Annotated coordinate rows:
────────────────────

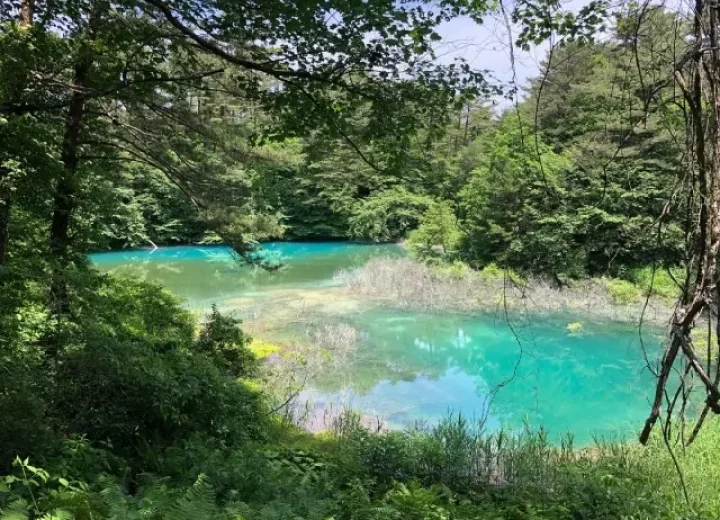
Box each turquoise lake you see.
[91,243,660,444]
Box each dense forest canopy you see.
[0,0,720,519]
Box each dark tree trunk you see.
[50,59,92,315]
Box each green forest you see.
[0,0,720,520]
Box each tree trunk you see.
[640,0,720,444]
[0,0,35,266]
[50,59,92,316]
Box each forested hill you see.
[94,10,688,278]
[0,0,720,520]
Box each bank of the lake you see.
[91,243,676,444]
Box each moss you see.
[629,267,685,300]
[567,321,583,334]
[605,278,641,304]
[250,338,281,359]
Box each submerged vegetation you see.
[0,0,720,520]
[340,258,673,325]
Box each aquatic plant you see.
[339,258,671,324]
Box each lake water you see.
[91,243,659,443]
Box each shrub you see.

────────────────────

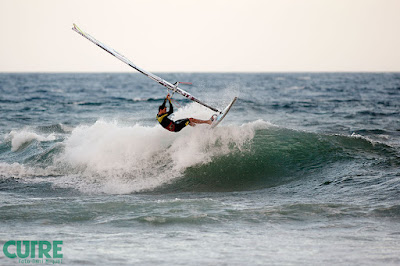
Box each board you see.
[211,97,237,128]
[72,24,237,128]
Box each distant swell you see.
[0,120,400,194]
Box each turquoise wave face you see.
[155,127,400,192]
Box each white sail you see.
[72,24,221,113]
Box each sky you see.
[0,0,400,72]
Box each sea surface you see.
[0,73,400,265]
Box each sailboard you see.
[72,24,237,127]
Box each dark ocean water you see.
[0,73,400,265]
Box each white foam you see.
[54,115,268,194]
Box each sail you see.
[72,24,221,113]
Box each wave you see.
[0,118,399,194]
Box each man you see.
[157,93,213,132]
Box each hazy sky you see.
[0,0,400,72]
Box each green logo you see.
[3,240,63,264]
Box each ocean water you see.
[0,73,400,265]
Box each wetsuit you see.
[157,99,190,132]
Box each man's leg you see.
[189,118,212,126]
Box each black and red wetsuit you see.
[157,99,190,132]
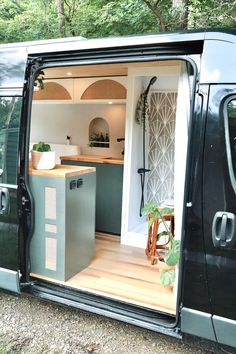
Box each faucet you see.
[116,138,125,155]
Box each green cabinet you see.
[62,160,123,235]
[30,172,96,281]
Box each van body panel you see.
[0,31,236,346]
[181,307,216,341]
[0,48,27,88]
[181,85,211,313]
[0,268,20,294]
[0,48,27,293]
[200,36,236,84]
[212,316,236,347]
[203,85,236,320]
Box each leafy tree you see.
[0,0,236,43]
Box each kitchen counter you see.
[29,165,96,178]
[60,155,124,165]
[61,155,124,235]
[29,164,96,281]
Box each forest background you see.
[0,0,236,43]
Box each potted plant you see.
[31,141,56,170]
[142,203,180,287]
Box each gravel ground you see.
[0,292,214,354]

────────────────────

Rewrite the rows from the line with "Box each bank of the lake you see." to the line with "[91,243,659,443]", replacing "lake" with "pond" and changing nothing else.

● SOLUTION FOR THIS TASK
Box each bank of the pond you see.
[91,243,676,444]
Box each moss you see.
[629,267,685,300]
[567,321,583,334]
[605,278,641,304]
[250,338,281,359]
Box each submerged vegetation you see.
[0,0,720,520]
[340,258,673,325]
Box each aquatic plant you see.
[339,258,671,324]
Box each pond water you see.
[91,243,659,443]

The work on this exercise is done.